Texte source
>>>>

Sur ces questions en perpétuelle évolution, je souhaite que nous puissions avoir la discussion ensemble, sans préjugé, sans a priori et avec le souci constant de la fiabilité au service de la protection et de l'innovation au bénéfice de l'intérêt général.

Dans cette même optique, le gouvernement a à coeur d'être aux côtés des innovateurs de tout bord : les collectivités territoriales qui s'engagent avec détermination dans les données ouvertes, les acteurs de l'économie collaborative qui s'appuient sur les fondamentaux de l'ouverture et du partage pour inventer de nouveaux modèles de création de richesse, les makers pour qui l'ouverture est partie intégrante de leurs process de création, les chercheurs qui souhaitent faire vivre une science ouverte et collaborative, les entreprises pour qui l'innovation ouverte est devenue un vecteur de progrès et de profits.

Je ferai tout mon possible, avec Arnaud MONTEBOURG et l'ensemble du gouvernement, pour que toutes ces dimensions, toutes ces pratiques soient encouragées, soutenues et reconnues comme de véritables leviers de croissance pour notre pays.

Aller plus loin, enfin, en débordant du seul cadre de l'ouverture des données.

L'annonce par François HOLLANDE, lors de sa visite présidentielle au Mexique, de l'adhésion de la France à l'Open Government Partnership, réaffirmée hier par Marilyse LEBRANCHU, concrétise sa volonté et celle du gouvernement de dépasser la seule question des données ouvertes pour avancer vers celle de la gouvernance ouverte.

Cette notion est au coeur du traité fondateur de l'Union européenne, au coeur également des principes qui régissent notre République. Force est pourtant de constater que ses applications concrètes restent pour le moins incertaines quant à leur périmètre et à leur efficacité.

<<<<

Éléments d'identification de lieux
>>>>

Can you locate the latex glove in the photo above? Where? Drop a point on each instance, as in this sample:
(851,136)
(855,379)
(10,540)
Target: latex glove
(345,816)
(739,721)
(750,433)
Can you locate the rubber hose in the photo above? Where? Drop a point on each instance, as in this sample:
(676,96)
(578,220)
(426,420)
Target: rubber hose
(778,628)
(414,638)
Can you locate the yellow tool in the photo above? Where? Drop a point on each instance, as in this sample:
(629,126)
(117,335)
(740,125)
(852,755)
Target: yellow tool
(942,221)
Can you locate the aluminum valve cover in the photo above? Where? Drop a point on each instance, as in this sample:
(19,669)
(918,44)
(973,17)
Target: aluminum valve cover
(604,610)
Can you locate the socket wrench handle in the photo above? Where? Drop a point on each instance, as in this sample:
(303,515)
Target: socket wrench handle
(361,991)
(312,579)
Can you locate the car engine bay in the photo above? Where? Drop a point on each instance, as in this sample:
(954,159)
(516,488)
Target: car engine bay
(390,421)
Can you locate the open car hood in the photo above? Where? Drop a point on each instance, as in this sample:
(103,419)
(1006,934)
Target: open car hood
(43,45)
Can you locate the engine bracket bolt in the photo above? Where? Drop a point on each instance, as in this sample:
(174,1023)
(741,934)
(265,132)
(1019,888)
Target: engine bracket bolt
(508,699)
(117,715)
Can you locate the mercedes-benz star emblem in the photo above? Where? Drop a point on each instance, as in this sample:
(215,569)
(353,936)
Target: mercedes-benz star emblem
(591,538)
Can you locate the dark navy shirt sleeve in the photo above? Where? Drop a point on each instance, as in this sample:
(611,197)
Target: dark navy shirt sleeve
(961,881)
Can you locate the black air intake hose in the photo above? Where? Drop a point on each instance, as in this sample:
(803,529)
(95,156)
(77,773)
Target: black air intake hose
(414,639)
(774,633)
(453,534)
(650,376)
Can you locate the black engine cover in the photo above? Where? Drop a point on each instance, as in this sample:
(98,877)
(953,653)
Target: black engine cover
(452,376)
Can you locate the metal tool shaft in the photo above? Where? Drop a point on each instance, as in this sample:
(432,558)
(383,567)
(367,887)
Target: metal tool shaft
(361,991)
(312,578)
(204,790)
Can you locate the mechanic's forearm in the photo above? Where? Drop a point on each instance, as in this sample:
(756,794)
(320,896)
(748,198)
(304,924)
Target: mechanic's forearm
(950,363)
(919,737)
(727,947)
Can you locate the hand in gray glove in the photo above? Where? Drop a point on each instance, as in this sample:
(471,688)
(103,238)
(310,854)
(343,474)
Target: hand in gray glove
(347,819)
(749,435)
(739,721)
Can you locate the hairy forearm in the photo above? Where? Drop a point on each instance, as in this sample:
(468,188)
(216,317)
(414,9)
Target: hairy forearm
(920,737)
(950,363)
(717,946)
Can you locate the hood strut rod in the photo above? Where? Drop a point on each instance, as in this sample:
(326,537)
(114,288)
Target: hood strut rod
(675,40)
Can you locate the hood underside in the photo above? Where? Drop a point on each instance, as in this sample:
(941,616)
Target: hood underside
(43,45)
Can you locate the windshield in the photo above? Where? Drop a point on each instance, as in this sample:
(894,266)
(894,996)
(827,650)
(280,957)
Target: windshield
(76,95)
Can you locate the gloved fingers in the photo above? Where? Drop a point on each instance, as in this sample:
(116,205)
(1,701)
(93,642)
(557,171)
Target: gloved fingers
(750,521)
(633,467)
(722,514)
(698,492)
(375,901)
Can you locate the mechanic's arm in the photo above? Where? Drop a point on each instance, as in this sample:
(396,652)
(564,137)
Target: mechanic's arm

<<<<

Travail demandé
Reprenez le discours sur l'ouverture des données et la gouvernance ouverte, puis poursuivez-le à partir de sa dernière phrase.

Résultat attendu
Pourtant, au-delà de l'ouverture nécessaire des données publiques, la gouvernance ouverte recouvre un champ vaste de pratiques qui dépassent, largement, le seul accès à l'information. En matière d'expression, de participation, d'élaboration collective en particulier.

Là encore, appuyons nous sur les expériences d'autres acteurs : acteurs publics internationaux bien sûr, mais aussi méthodes issues du monde du logiciel libre, des communautés du collaboratif pour lesquels do, make ou decide riment avec contribute, open et share (faire, construire ou décider riment avec contribuer, ouvrir et partager).

Je souhaite, par exemple, que la politique en faveur du numérique conduite par ce gouvernement soit fortement irriguée dans ses principes, ses choix et ses actions par les contributions de toutes celles et tous ceux qui partagent nos objectifs. L'implication des citoyens est essentielle pour faire de nos services publics des services par et pour le public, de notre économie un foyer d'innovations ouvertes, de la société toute entière un lieu d'inclusion.

Je m'engagerai personnellement dans la réalisation opérationnelle de ces principes.

Dans cette attente et dans le même état d'esprit que celui qui m'anime, je vous encourage à participer, cet après-midi, au Tech Camp organisé par Etalab pour améliorer, par vos contributions et vos réflexions, la plate-forme française d'open data.

C'est bien ce travail de coopération que je souhaite mettre au coeur de mon action.

Car, comme l'a si justement dit Jack DORSEY, le créateur de Twitter, même si, en matière d'ouverture, il y aurait deux ou trois choses à redire de cette entreprise : « tout le monde a une idée. Mais, il s'agit surtout de la mettre a exécution et d'attirer d'autres personnes pour vous aider à travailler et à l'améliorer ».

Alors, au travail ! Et améliorons ensemble !

Je vous remercie.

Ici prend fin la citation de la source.